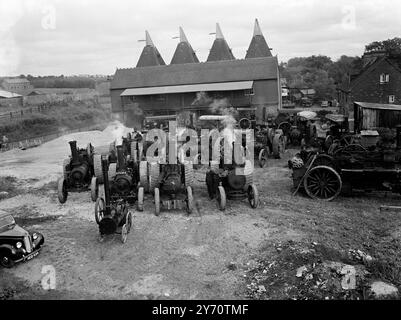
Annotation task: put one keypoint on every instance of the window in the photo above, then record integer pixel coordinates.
(384, 78)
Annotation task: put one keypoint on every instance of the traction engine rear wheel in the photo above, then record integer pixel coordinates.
(62, 190)
(94, 189)
(189, 174)
(253, 196)
(99, 210)
(278, 145)
(143, 175)
(97, 167)
(154, 173)
(323, 183)
(6, 261)
(124, 233)
(140, 199)
(157, 201)
(221, 198)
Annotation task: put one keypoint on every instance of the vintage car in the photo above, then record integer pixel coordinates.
(17, 244)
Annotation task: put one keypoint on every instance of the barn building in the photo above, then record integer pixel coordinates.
(20, 86)
(372, 116)
(187, 86)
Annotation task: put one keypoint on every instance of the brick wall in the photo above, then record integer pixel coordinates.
(367, 87)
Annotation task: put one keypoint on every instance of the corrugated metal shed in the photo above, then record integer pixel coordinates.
(197, 73)
(379, 106)
(223, 86)
(7, 94)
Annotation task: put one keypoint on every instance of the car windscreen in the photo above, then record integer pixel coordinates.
(6, 222)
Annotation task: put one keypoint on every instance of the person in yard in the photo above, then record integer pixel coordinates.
(4, 142)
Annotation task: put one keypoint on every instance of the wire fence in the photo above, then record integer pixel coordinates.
(14, 115)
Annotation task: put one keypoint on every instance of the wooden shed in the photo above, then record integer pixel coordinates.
(370, 116)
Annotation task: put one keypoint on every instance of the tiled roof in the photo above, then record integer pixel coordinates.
(195, 73)
(220, 51)
(184, 54)
(150, 56)
(7, 94)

**WHAT IS BEING ASKED**
Please copy every one of the rows above word for word, leaving the picture out of your answer.

**ANSWER TO THIS EXERCISE**
Annotation task: put one keypoint on every instance of the window in the photo above, then record integer pixel coordinates.
(384, 78)
Annotation task: put one keypoint on every instance of the traction engine rear wheel in the photo above, then record integer pixel coordinates.
(62, 190)
(94, 189)
(189, 174)
(253, 196)
(99, 210)
(278, 145)
(143, 175)
(97, 167)
(154, 173)
(323, 183)
(6, 261)
(124, 233)
(140, 199)
(157, 201)
(221, 198)
Annotation task: put one keypoint on every instance of the vintage car in the photo above, then record integer pixel coordinates.
(17, 244)
Annotation task: put one keypoint on every instance of the barn building in the photo above, then record integer pixel coordinates.
(20, 86)
(372, 116)
(187, 86)
Annotation task: put one keypoint on every instance of the brick wall in the photo above, then record integer pixel coordinates.
(367, 87)
Annotation task: put one keypoint on every instance of the corrugated metal shed in the photo above, then record integer pixel coordinates.
(197, 73)
(379, 106)
(223, 86)
(7, 94)
Annotation task: put one keypoint on every instance of the car windscreen in the photo above, then record integer pixel coordinates.
(6, 222)
Annotation task: put one keypoint on every instance of the person in yard in the photo above, then record integer pixel coordinates.
(4, 142)
Annotation task: put one keypoint on every instance of the wire fence in the photo above, then record integer pixel coordinates.
(14, 115)
Annotation task: put one keypoint on every instance of the wooden shed in the photo above, then record integer pixel coordinates.
(370, 116)
Annotation task: put one keypoint on every instance of the tiled roof in the photo above, then record integer pixel coordinates.
(195, 73)
(220, 51)
(184, 54)
(150, 56)
(7, 94)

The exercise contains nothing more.